ТЕКСТ ДЛЯ ЧТЕНИЯ =>
====

©"Семь искусств"
  март 2022 года

Loading

В эту ветвь Дикоросли автор находит важным включить, с минимальной редактурой, свои реакции на актуальные события в фейсбуке и Живом Журнале, поскольку там оказалось высказанным, по чувству автора, нечто принципиальное.

ָОльга Балла-Гертман

ְДИКОРОСЛЬ

(продолжение. Начало в №11/2017 и сл.)

Ольга Балла-ГертманБанальные очевидности: Упорствовать

(для самонастраивания — психотерапевтическое)

Важнее войны, важнее всего — жизнь, её сбережение, культивирование и передача доступными нам способами. Не только и не в первую очередь собственной — просто потому, что она собственная вся.

Соответственно — упорствовать, упорствовать, упорствовать во всём, что способствует сохранению и утверждению жизни и смысла.

Первая ночь весны

И ещё одну очевидность стоит напомнить себе самой (есть такие положения, которые имеет смысл неустанно проговаривать, утверждая, уточняя, вращивая в себя, — на разных материалах). — Быть хорошей и приемлемой для каждого дело настолько безнадёжное, что не стоит труда (а несоответствие чужим ожиданиям не стоит печали), но стараться соответствовать тому, что чувствуется правильным в свете собственных ценностей, в свете того, во что действительно веришь, — задача настолько первостепенная, что для неё сделано недостаточно, если не сделано всё.

Конечно, нынче та ситуация, когда надо быть готовой к любому разрыву виртуальных отношений (невиртуальные, к счастью, разорвать труднее, — я бы сказала, невозможнее), — потому что любое высказывание, любая позиция, любой степени осторожности (и даже в прямое следствие осторожности) — способны сегодня вызвать протест и гнев. Любое абсолютно. Надо быть готовой (то есть — не драматизировать, поелику возможно) к сужению круга связей, к уменьшению числа тех, со стороны которых предполагаешь понимание и принятие.

Всякий публично высказывающийся сейчас ставит себя под удар — который непременно на него и обрушивается.

Для душевного спокойствия (которое, конечно, — разновидность слепоты — хотя выжить и помогает, — по крайней мере, психически) надо быть только с совсем-своими и не лезть в публичное пространство.

Но это — «голову под крыло».

Сама я, по собственной инициативе, не буду рвать ни с кем отношений, — по меньшей мере, надеюсь на это.

***

И: я не верю, что истины не существует. Я верю лишь в нашу — мою всего прежде, если не единственно — сильно ограниченную способность её видеть и вместить, но также и в стремление видеть больше.

Увы, это стремление — во что я также верю — достигается, будучи в полной мере выражено, — ценой саморазрушения.

====

СОБРАННЫЕ ДАННЫЕ =>
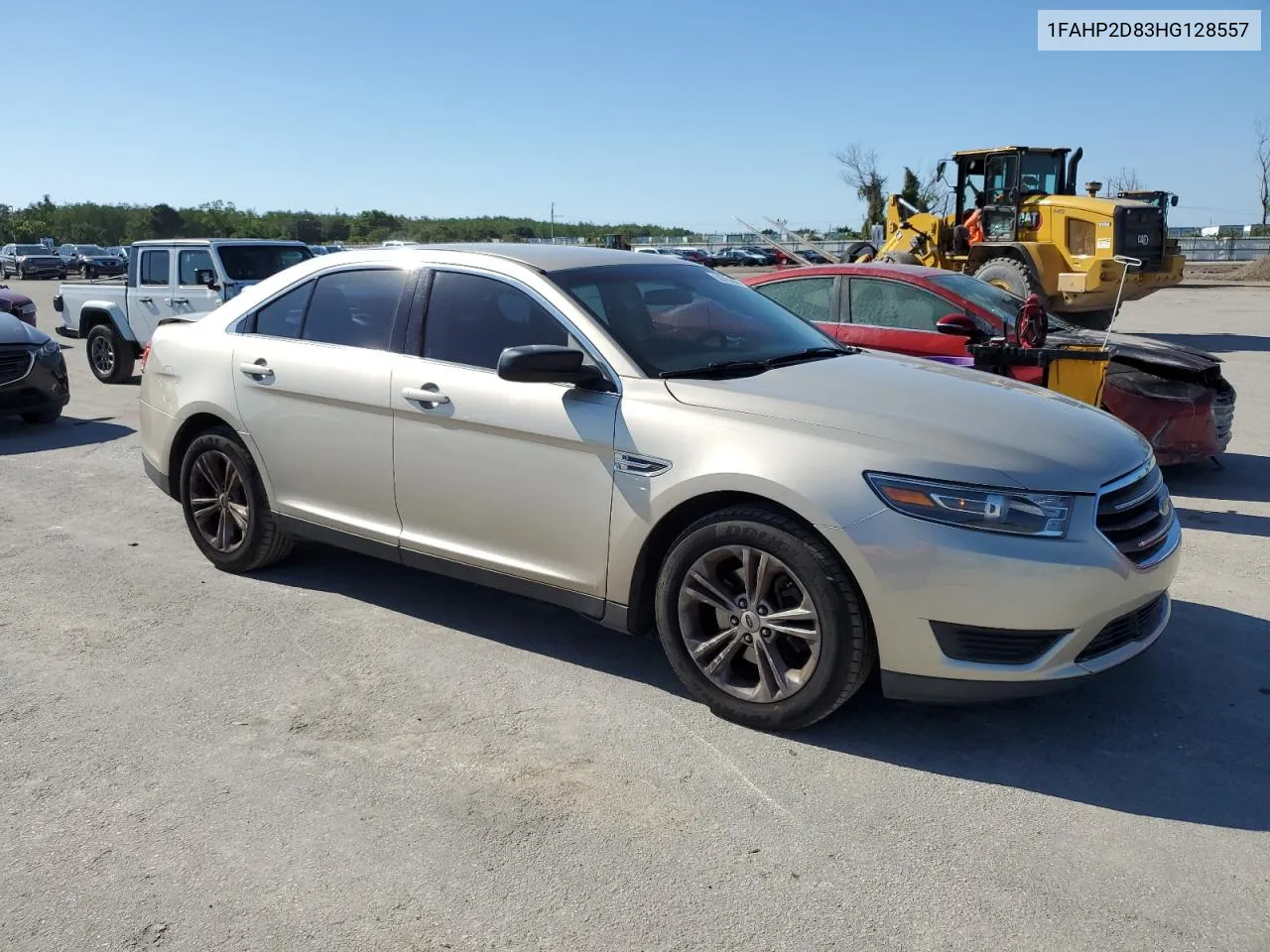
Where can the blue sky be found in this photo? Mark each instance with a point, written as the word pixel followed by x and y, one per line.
pixel 681 113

====

ЗАДАНИЕ => Продолжите текст о стремлении упорствовать в сохранении жизни и смысла, начав сразу после его последнего предложения.

ОТВЕТ =>
(Человек — как таковой — разновидность заблуждения, да. <Это — так называемая «своя правда»>.)

***

Ощущение защищённости, по большому счёту, всегда ложное. (Чувство собственной правоты, скорее всего, тоже.) Просто надо уметь жить с пониманием этого (что вообще-то даже по не очень большому счёту невозможно), и теперь у нас есть все основания научиться невозможному.

Может быть, с помощью понимания того, что есть вещи важнее (нашей личной) защищённости. И уж несомненно — важнее нашей личной правоты.

Из ФБ-хроник

Отключаю комменты у некоторых фб-записей после того, как по результатам двух постов, которые казались мне конструктивными, нежданно получила со всего размаху в лоб от людей, с которыми до тех пор, как опять же казалось, у нас было взаимопонимание. Я хочу и чувствую нужным высказываться, но в лоб получать нужным не чувствую, лоб у меня один, и он мне ещё пригодится (и не хочу иметь в результате ударов злых чувств в отношении тех, кто найдёт в себе причины, чтобы эти удары нанести). Если кто-то возмущён, он имеет полное право и все возможности не читать.

(На самом деле я думаю, что каждый из нас теперь (и теперь, и вообще) вправе и даже где-то должен писать о своих именно чувствах и мыслях во всей их ситуативности, недостаточности, даже несправедливости (увы, без неё, скорее всего, совсем никак), — свидетельствовать на свой лад о том, что он действительно знает — на личном опыте. Общей, целостной картины всё равно сейчас ни у кого нет. Пожалуй, единственное, во что я хоть как-то верю, — это личные свидетельства.)

О нормальном

Кроме того, мне думается, что вопреки всему стоит сохранять в себе семена мирной жизни, чтобы потом выращивать её, когда придёт время. А оно придёт.

Нормального (утрачиваемого нами теперь) в памяти, в привычках, в нерефлектируемых (псевдо)очевидностях сейчас — больше, чем вокруг.

Так, конечно, думали и люди во втором десятилетии прошлого века — после начала Первой мировой, после революции: вот вернётся же в конце концов когда-нибудь мирная, нормальная — то есть дореволюционная, довоенная жизнь. Так думали русские эмигранты межвоенного десятилетия — имевшие деятельную надежду на то, что вернутся в Россию, которую смогут устроить по своим соображениям, готовились к этому; детей, родившихся там, готовили к этому в русских учебных заведениях — в Чехии, Сербии… Не состоялось. Состоялось совсем иначе.

Но ведь сохранили же они эту нормальную жизнь — как собственную человеческую форму — в самих себе. И, я думаю, она помогла им — даже тем, кто вернулся / остался и попал в лагеря — выжить: стойкая, упорная, вопреки всему память о норме.

Марта 2-го дня

Война, конечно, сильно меняет оптику — искажает её, заставляя видеть только её, её одну, а всё, что до неё и помимо неё, как незначительное. Она всё обесценивает — всё реальное, осязаемое, близкое, на что возможно влиять, всё норовит вытеснить из поля зрения, заполнив всё собой, собой, собой.

Этому придётся противостоять усилием, причём так, чтобы, видя близкое, не переставать видеть её — её, выжигающую глаза.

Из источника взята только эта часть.